▶ [Work instructions]: Output should begin at the line holding "the girl's bare" and end at the last line of the entries; print those lines verbatim and no others.

▶ [Given information]:
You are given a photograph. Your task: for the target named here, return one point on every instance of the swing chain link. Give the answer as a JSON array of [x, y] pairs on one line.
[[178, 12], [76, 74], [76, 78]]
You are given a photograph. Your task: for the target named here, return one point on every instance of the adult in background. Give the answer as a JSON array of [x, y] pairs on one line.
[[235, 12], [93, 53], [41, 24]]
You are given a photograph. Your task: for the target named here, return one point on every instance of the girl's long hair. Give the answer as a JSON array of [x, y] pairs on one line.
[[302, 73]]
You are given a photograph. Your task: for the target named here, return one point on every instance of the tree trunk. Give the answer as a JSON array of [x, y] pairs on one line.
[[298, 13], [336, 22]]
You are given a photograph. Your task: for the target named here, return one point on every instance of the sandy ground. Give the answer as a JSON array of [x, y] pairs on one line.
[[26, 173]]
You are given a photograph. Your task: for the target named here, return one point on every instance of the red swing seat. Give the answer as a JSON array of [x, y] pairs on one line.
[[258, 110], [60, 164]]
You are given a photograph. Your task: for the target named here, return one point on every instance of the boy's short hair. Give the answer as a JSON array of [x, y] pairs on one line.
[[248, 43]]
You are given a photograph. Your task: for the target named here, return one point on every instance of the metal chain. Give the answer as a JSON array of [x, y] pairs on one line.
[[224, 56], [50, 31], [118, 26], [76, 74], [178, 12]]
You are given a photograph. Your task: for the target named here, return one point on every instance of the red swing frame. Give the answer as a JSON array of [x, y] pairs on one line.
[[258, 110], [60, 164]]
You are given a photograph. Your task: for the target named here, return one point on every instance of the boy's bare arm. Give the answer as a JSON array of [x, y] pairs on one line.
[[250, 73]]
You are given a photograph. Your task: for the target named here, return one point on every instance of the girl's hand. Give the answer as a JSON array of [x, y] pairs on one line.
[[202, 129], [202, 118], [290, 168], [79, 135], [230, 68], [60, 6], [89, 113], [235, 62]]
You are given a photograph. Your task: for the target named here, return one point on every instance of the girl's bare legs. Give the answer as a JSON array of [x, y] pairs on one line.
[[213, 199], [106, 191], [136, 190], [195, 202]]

▶ [Expected answer]:
You are given a photograph. Your task: for the target named here, return one point on every instance of the girl's bare legs. Give the answer as a JSON array of [x, y] pairs on one line.
[[213, 199], [106, 191], [136, 190], [195, 202]]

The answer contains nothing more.